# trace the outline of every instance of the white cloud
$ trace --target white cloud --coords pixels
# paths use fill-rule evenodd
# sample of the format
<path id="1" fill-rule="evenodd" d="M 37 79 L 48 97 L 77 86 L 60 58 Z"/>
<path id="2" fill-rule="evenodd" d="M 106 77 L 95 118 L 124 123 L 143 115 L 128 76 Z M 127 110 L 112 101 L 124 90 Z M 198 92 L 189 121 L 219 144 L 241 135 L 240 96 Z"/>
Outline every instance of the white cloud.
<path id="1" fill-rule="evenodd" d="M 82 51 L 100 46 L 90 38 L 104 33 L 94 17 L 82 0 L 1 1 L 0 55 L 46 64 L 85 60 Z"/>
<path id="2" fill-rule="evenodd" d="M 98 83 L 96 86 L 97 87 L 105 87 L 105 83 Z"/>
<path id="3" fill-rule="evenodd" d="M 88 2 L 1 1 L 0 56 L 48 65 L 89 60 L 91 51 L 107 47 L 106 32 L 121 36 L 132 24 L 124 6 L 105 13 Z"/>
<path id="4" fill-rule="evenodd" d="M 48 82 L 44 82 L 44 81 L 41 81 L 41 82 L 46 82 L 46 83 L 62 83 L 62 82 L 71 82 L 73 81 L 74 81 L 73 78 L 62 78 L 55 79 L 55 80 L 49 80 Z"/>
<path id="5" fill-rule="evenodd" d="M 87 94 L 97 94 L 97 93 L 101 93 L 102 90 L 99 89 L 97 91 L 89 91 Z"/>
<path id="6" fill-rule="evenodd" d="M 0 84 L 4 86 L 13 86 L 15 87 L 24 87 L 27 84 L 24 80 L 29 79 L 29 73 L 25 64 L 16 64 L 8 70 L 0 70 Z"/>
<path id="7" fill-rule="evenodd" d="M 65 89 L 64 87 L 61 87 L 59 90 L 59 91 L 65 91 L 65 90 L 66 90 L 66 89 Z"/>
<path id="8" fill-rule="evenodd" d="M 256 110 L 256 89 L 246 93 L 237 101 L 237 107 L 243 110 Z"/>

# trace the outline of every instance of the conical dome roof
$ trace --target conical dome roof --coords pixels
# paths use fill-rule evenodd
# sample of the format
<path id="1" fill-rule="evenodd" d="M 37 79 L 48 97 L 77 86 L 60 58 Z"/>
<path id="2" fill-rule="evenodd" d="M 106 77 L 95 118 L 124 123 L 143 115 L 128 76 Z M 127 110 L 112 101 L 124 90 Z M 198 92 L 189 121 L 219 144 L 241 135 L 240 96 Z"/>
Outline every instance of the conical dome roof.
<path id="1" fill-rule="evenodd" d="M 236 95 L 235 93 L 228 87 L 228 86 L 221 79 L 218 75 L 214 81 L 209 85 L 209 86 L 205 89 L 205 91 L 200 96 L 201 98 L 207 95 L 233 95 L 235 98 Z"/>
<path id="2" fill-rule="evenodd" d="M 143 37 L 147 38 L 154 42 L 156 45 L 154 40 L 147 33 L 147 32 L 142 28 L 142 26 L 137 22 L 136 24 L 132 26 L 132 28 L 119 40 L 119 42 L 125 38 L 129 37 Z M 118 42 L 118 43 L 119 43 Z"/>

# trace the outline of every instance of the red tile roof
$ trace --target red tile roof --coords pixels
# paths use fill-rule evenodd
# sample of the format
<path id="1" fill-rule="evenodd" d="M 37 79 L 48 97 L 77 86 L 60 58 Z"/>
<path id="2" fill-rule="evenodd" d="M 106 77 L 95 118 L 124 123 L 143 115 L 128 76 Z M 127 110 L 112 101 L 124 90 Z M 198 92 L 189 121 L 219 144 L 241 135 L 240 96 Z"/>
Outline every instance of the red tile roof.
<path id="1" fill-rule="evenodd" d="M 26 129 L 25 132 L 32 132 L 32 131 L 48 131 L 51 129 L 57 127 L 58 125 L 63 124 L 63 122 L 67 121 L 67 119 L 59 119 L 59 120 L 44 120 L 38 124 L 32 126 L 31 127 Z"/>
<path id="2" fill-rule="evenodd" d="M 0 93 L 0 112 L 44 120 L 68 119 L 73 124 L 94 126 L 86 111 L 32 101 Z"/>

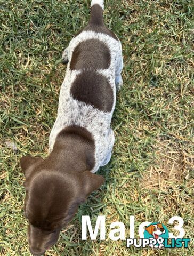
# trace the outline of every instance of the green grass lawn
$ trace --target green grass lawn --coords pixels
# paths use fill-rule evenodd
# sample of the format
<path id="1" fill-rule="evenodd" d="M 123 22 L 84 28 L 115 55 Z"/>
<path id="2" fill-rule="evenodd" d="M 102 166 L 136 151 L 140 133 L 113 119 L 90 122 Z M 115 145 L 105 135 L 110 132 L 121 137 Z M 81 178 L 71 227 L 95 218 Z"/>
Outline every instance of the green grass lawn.
<path id="1" fill-rule="evenodd" d="M 71 2 L 71 3 L 70 3 Z M 0 0 L 0 254 L 29 255 L 23 217 L 23 155 L 46 157 L 66 67 L 63 49 L 88 20 L 86 0 Z M 123 47 L 123 87 L 106 182 L 80 206 L 46 255 L 192 255 L 188 249 L 126 249 L 110 224 L 184 220 L 194 233 L 193 5 L 192 1 L 105 1 L 104 20 Z M 7 147 L 14 142 L 18 151 Z M 107 239 L 81 239 L 81 218 L 105 215 Z M 193 249 L 192 249 L 193 250 Z"/>

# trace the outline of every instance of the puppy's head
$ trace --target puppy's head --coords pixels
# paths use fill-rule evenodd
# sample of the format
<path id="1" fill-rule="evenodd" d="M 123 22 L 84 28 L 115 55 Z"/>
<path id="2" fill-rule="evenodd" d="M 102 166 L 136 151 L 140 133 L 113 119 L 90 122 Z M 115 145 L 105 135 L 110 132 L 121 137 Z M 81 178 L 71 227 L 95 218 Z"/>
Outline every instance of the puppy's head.
<path id="1" fill-rule="evenodd" d="M 156 239 L 157 239 L 160 235 L 165 233 L 165 230 L 161 223 L 150 225 L 148 227 L 147 227 L 145 229 L 149 234 L 152 235 Z"/>
<path id="2" fill-rule="evenodd" d="M 62 228 L 104 179 L 88 171 L 62 172 L 46 167 L 40 157 L 23 157 L 20 164 L 26 177 L 25 214 L 29 222 L 30 250 L 41 255 L 56 243 Z"/>

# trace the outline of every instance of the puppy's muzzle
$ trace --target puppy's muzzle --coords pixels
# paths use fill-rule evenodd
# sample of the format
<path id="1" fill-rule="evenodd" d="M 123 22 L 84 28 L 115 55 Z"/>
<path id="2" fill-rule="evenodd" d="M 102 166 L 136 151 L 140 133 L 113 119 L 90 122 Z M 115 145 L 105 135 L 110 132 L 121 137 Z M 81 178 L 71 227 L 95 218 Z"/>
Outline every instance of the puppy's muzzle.
<path id="1" fill-rule="evenodd" d="M 41 256 L 42 255 L 43 255 L 45 253 L 46 251 L 41 252 L 40 250 L 38 250 L 38 249 L 34 250 L 30 247 L 30 252 L 34 256 Z"/>

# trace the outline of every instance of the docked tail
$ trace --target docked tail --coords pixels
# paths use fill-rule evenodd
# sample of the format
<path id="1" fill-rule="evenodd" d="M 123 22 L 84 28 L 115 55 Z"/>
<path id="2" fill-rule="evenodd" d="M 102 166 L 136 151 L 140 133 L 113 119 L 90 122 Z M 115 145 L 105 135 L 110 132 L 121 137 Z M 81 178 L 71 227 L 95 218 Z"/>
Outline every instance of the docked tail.
<path id="1" fill-rule="evenodd" d="M 103 11 L 104 10 L 103 0 L 92 0 L 91 12 L 89 24 L 95 26 L 103 26 Z"/>

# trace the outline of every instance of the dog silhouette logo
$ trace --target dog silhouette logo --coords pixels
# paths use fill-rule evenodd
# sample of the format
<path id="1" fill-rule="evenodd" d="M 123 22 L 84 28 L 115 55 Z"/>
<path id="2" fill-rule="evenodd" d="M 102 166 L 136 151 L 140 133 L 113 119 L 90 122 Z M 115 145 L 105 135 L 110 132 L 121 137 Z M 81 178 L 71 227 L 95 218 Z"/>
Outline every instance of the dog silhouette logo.
<path id="1" fill-rule="evenodd" d="M 153 222 L 145 228 L 145 231 L 143 233 L 144 238 L 149 239 L 150 241 L 150 247 L 151 248 L 164 247 L 164 239 L 169 238 L 168 230 L 167 227 L 161 223 Z M 157 240 L 157 243 L 153 245 L 151 241 L 153 239 Z"/>

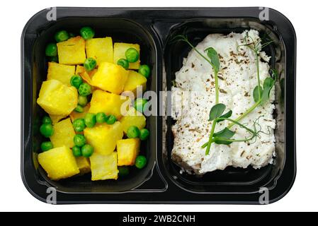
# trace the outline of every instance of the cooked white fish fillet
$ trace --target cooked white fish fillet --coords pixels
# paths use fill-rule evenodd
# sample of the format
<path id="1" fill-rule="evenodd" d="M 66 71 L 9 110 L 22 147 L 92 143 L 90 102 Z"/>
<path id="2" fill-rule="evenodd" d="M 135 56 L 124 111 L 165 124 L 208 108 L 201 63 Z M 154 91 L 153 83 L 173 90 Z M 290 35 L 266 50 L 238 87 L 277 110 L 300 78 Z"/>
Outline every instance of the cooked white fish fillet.
<path id="1" fill-rule="evenodd" d="M 196 49 L 201 53 L 212 47 L 220 59 L 219 72 L 220 102 L 227 106 L 225 112 L 233 111 L 232 119 L 238 117 L 254 104 L 253 90 L 257 85 L 255 55 L 246 47 L 237 50 L 237 46 L 244 44 L 244 37 L 248 32 L 254 40 L 259 39 L 256 30 L 246 30 L 242 34 L 228 35 L 212 34 L 208 35 Z M 259 62 L 261 83 L 269 76 L 270 57 L 260 53 Z M 186 170 L 197 174 L 204 174 L 227 166 L 246 168 L 249 165 L 257 169 L 272 163 L 275 155 L 274 129 L 273 117 L 275 108 L 274 88 L 271 92 L 270 101 L 259 106 L 240 122 L 253 128 L 258 119 L 257 126 L 263 133 L 260 138 L 249 142 L 232 143 L 229 145 L 213 143 L 208 155 L 201 146 L 208 142 L 212 122 L 208 121 L 209 112 L 215 102 L 214 72 L 210 65 L 194 50 L 191 50 L 183 65 L 176 73 L 176 86 L 172 88 L 172 108 L 176 123 L 172 126 L 174 144 L 172 159 Z M 227 121 L 217 124 L 215 131 L 225 127 Z M 261 127 L 260 127 L 261 126 Z M 246 130 L 234 126 L 236 131 L 233 138 L 244 138 L 251 135 Z"/>

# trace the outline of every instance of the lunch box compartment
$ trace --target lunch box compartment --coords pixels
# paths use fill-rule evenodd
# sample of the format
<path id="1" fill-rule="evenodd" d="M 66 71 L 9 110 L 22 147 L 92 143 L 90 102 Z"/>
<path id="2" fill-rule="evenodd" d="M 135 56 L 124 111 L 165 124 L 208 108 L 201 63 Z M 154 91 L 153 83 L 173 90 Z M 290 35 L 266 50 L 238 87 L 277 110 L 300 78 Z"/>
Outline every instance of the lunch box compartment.
<path id="1" fill-rule="evenodd" d="M 33 70 L 33 73 L 27 76 L 33 80 L 33 94 L 31 105 L 33 128 L 33 135 L 30 138 L 33 141 L 33 147 L 31 148 L 36 152 L 39 148 L 38 144 L 43 141 L 42 136 L 38 132 L 38 128 L 40 119 L 45 115 L 44 111 L 36 103 L 36 97 L 38 96 L 42 82 L 46 80 L 47 71 L 47 61 L 45 61 L 45 48 L 47 43 L 54 41 L 54 34 L 60 30 L 67 30 L 76 35 L 83 25 L 89 25 L 94 28 L 95 37 L 111 37 L 113 42 L 138 43 L 140 45 L 140 60 L 142 64 L 151 66 L 152 73 L 147 81 L 147 89 L 156 91 L 155 64 L 156 49 L 154 43 L 152 40 L 149 34 L 137 23 L 123 18 L 68 18 L 59 20 L 54 23 L 39 28 L 36 33 L 36 39 L 34 42 L 31 53 L 33 59 L 31 62 Z M 151 131 L 156 131 L 155 117 L 147 118 L 147 129 Z M 44 180 L 50 185 L 57 188 L 62 192 L 120 192 L 130 191 L 140 185 L 152 175 L 152 171 L 154 164 L 156 155 L 156 133 L 151 133 L 147 141 L 142 143 L 141 150 L 147 156 L 148 163 L 142 170 L 136 167 L 130 167 L 129 177 L 119 178 L 118 180 L 91 181 L 91 174 L 81 177 L 73 177 L 57 182 L 52 181 L 47 177 L 46 172 L 40 166 L 39 170 L 35 173 L 39 180 Z M 31 153 L 25 153 L 30 157 Z"/>
<path id="2" fill-rule="evenodd" d="M 270 25 L 265 23 L 261 23 L 256 19 L 210 19 L 210 18 L 193 18 L 188 22 L 180 21 L 180 23 L 174 27 L 167 38 L 164 49 L 164 60 L 166 76 L 166 89 L 171 90 L 172 81 L 175 79 L 175 73 L 180 70 L 183 65 L 183 59 L 187 57 L 188 52 L 191 50 L 188 44 L 184 42 L 176 42 L 174 37 L 184 35 L 188 37 L 189 41 L 194 45 L 197 45 L 208 35 L 221 33 L 228 35 L 232 32 L 241 33 L 246 30 L 255 29 L 259 31 L 259 36 L 264 37 L 267 35 L 274 42 L 273 44 L 266 47 L 265 51 L 268 56 L 271 56 L 270 66 L 273 69 L 280 68 L 280 66 L 285 65 L 282 59 L 276 61 L 276 56 L 280 56 L 285 53 L 284 47 L 279 42 L 279 37 L 272 32 L 273 29 Z M 277 47 L 275 48 L 275 47 Z M 280 49 L 282 48 L 282 49 Z M 276 53 L 276 52 L 278 52 Z M 285 71 L 285 69 L 283 71 Z M 283 78 L 283 73 L 281 74 Z M 284 112 L 278 110 L 284 100 L 278 98 L 281 97 L 280 88 L 276 87 L 276 119 L 280 118 L 284 120 Z M 267 186 L 275 177 L 278 177 L 278 173 L 283 170 L 283 165 L 276 162 L 283 162 L 285 160 L 283 124 L 278 124 L 276 129 L 276 140 L 280 143 L 276 145 L 276 152 L 279 154 L 275 160 L 275 164 L 268 165 L 259 170 L 255 170 L 252 167 L 246 169 L 234 168 L 228 167 L 225 170 L 217 170 L 208 172 L 203 176 L 192 175 L 186 172 L 181 173 L 181 167 L 177 166 L 171 160 L 171 152 L 174 146 L 174 136 L 171 129 L 175 123 L 171 117 L 166 117 L 166 148 L 167 154 L 163 157 L 165 163 L 166 170 L 171 175 L 171 179 L 181 188 L 191 190 L 193 192 L 216 192 L 228 191 L 234 192 L 255 192 L 261 186 Z M 283 135 L 283 136 L 282 136 Z M 208 136 L 208 134 L 207 134 Z M 279 138 L 278 138 L 279 136 Z M 249 185 L 249 186 L 246 186 Z"/>
<path id="3" fill-rule="evenodd" d="M 56 203 L 239 203 L 259 204 L 262 187 L 269 191 L 269 203 L 283 197 L 295 177 L 295 34 L 281 13 L 268 9 L 269 20 L 261 21 L 261 8 L 72 8 L 57 7 L 57 20 L 47 20 L 54 8 L 35 14 L 25 25 L 21 37 L 21 176 L 35 197 L 46 202 L 52 189 Z M 196 44 L 210 33 L 229 34 L 256 29 L 274 41 L 265 51 L 270 65 L 282 71 L 276 83 L 277 120 L 275 164 L 260 170 L 227 167 L 203 177 L 181 173 L 171 160 L 174 121 L 162 115 L 147 117 L 150 138 L 142 150 L 148 160 L 145 168 L 134 169 L 117 181 L 91 182 L 90 174 L 53 182 L 36 160 L 42 141 L 38 134 L 43 111 L 36 105 L 41 83 L 47 76 L 46 44 L 57 30 L 79 34 L 91 26 L 96 37 L 138 43 L 141 61 L 151 66 L 147 90 L 170 90 L 174 73 L 191 50 L 185 43 L 172 42 L 176 35 L 187 35 Z M 288 57 L 286 57 L 288 56 Z M 164 103 L 165 102 L 164 102 Z M 157 104 L 161 105 L 160 98 Z M 161 106 L 164 109 L 166 106 Z"/>

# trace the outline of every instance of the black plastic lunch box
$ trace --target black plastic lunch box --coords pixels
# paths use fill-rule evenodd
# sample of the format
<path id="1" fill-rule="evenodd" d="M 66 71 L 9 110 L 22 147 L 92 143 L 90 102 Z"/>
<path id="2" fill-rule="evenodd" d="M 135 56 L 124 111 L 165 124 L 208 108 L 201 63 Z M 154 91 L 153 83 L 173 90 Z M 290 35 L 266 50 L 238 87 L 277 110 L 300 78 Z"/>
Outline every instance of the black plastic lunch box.
<path id="1" fill-rule="evenodd" d="M 56 10 L 57 20 L 50 20 L 52 10 Z M 268 20 L 261 16 L 264 12 Z M 147 89 L 157 93 L 171 89 L 174 73 L 190 50 L 184 43 L 170 42 L 175 35 L 187 35 L 193 44 L 208 34 L 228 34 L 246 29 L 256 29 L 261 35 L 268 35 L 273 42 L 265 50 L 271 56 L 271 66 L 280 71 L 276 84 L 277 155 L 274 164 L 260 170 L 229 167 L 203 177 L 181 174 L 170 157 L 174 121 L 161 114 L 147 118 L 151 136 L 142 149 L 148 164 L 142 170 L 136 169 L 130 177 L 117 181 L 91 182 L 89 174 L 58 182 L 50 180 L 38 165 L 35 154 L 42 139 L 38 121 L 43 112 L 36 99 L 47 75 L 45 47 L 52 41 L 57 30 L 79 33 L 84 25 L 93 28 L 96 37 L 110 36 L 114 42 L 140 44 L 142 62 L 152 69 Z M 43 10 L 30 19 L 21 37 L 23 183 L 32 195 L 45 202 L 50 194 L 48 188 L 54 188 L 58 204 L 259 204 L 264 191 L 262 188 L 268 189 L 269 203 L 275 202 L 289 191 L 296 174 L 295 72 L 295 30 L 287 18 L 271 8 L 57 7 Z"/>

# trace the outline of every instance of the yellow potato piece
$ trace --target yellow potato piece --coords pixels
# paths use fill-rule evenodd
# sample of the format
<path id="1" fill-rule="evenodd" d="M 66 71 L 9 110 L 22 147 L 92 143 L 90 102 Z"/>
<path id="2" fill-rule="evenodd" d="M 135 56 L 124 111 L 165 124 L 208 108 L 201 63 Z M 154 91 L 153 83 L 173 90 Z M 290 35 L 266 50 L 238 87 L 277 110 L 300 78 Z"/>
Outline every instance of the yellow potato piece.
<path id="1" fill-rule="evenodd" d="M 139 138 L 128 138 L 117 141 L 118 165 L 133 165 L 140 148 Z"/>
<path id="2" fill-rule="evenodd" d="M 109 155 L 116 148 L 116 142 L 123 138 L 123 128 L 119 121 L 113 125 L 96 124 L 93 128 L 85 128 L 84 134 L 86 141 L 94 148 L 94 153 Z"/>
<path id="3" fill-rule="evenodd" d="M 85 48 L 87 58 L 94 58 L 97 65 L 101 62 L 113 62 L 113 40 L 110 37 L 86 40 Z"/>
<path id="4" fill-rule="evenodd" d="M 75 111 L 72 112 L 71 114 L 69 114 L 72 121 L 74 122 L 77 119 L 84 119 L 85 117 L 85 115 L 87 114 L 87 112 L 89 112 L 90 107 L 91 107 L 91 105 L 89 103 L 88 103 L 83 108 L 84 112 L 82 113 L 76 112 Z"/>
<path id="5" fill-rule="evenodd" d="M 50 149 L 38 156 L 40 165 L 52 180 L 72 177 L 79 173 L 72 150 L 67 147 Z"/>
<path id="6" fill-rule="evenodd" d="M 138 90 L 144 92 L 146 90 L 146 77 L 135 71 L 129 71 L 128 79 L 125 84 L 124 91 L 132 92 L 136 97 L 137 88 Z"/>
<path id="7" fill-rule="evenodd" d="M 59 64 L 75 65 L 85 61 L 85 40 L 81 36 L 71 37 L 57 45 Z"/>
<path id="8" fill-rule="evenodd" d="M 114 64 L 117 64 L 118 59 L 123 58 L 126 59 L 125 53 L 126 50 L 129 48 L 135 48 L 138 51 L 140 56 L 140 47 L 138 44 L 130 44 L 130 43 L 122 43 L 122 42 L 115 42 L 114 43 Z M 140 66 L 140 60 L 138 59 L 137 62 L 129 63 L 130 69 L 139 69 Z"/>
<path id="9" fill-rule="evenodd" d="M 52 124 L 55 124 L 57 122 L 59 122 L 59 121 L 61 121 L 61 119 L 65 118 L 67 117 L 67 115 L 62 115 L 62 114 L 49 114 L 50 118 L 52 120 Z"/>
<path id="10" fill-rule="evenodd" d="M 116 152 L 106 155 L 94 153 L 89 160 L 92 181 L 118 178 Z"/>
<path id="11" fill-rule="evenodd" d="M 79 75 L 81 78 L 84 81 L 86 81 L 87 83 L 89 83 L 91 85 L 93 85 L 91 84 L 91 77 L 95 74 L 95 73 L 97 72 L 96 69 L 93 69 L 91 71 L 86 71 L 83 66 L 77 65 L 76 69 L 75 71 L 75 73 L 76 75 Z M 92 87 L 92 90 L 93 90 L 93 88 Z"/>
<path id="12" fill-rule="evenodd" d="M 120 94 L 128 78 L 128 71 L 121 66 L 102 62 L 91 78 L 91 85 L 103 90 Z"/>
<path id="13" fill-rule="evenodd" d="M 107 115 L 113 114 L 119 119 L 123 116 L 122 112 L 127 111 L 129 103 L 127 97 L 96 90 L 93 93 L 89 112 L 95 114 L 104 112 Z"/>
<path id="14" fill-rule="evenodd" d="M 73 138 L 76 133 L 69 118 L 55 124 L 53 129 L 53 135 L 50 137 L 53 147 L 72 148 L 74 145 Z"/>
<path id="15" fill-rule="evenodd" d="M 47 80 L 58 80 L 63 84 L 71 86 L 71 78 L 74 75 L 74 73 L 75 66 L 49 62 Z"/>
<path id="16" fill-rule="evenodd" d="M 49 114 L 69 115 L 77 106 L 77 90 L 49 80 L 42 83 L 37 103 Z"/>
<path id="17" fill-rule="evenodd" d="M 132 107 L 129 108 L 127 114 L 120 119 L 120 121 L 125 133 L 128 128 L 132 126 L 137 126 L 139 129 L 146 126 L 146 117 Z"/>
<path id="18" fill-rule="evenodd" d="M 91 163 L 89 159 L 83 156 L 76 157 L 76 164 L 81 174 L 91 172 Z"/>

--*--

#### [Given task]
Repeat the entries above word for word, from the line containing "# trace the outline of every instance of the docked" through the line containing "153 222 L 145", and nothing else.

#### [Full solution]
# trace the outline of every instance of the docked tail
$ trace --target docked tail --coords pixels
# paths use fill-rule evenodd
# sample of the format
<path id="1" fill-rule="evenodd" d="M 123 22 L 84 28 L 115 55 Z"/>
<path id="2" fill-rule="evenodd" d="M 102 166 L 136 151 L 140 133 L 113 119 L 90 122 Z M 115 145 L 105 135 L 110 132 L 121 137 Z M 81 178 L 71 227 L 95 218 Z"/>
Outline every instance of the docked tail.
<path id="1" fill-rule="evenodd" d="M 103 11 L 104 10 L 103 0 L 92 0 L 91 12 L 89 24 L 95 26 L 103 26 Z"/>

# trace the outline of every instance of the dog silhouette logo
$ trace --target dog silhouette logo --coords pixels
# paths use fill-rule evenodd
# sample of the format
<path id="1" fill-rule="evenodd" d="M 123 22 L 84 28 L 115 55 Z"/>
<path id="2" fill-rule="evenodd" d="M 102 166 L 136 151 L 140 133 L 113 119 L 90 122 Z M 115 145 L 105 135 L 110 132 L 121 137 Z M 81 178 L 71 227 L 95 218 Z"/>
Outline every instance of the dog silhouette logo.
<path id="1" fill-rule="evenodd" d="M 153 222 L 145 228 L 145 231 L 143 233 L 144 238 L 149 239 L 150 241 L 150 247 L 151 248 L 164 247 L 164 239 L 169 238 L 168 230 L 167 227 L 161 223 Z M 157 240 L 157 243 L 153 245 L 151 241 L 153 239 Z"/>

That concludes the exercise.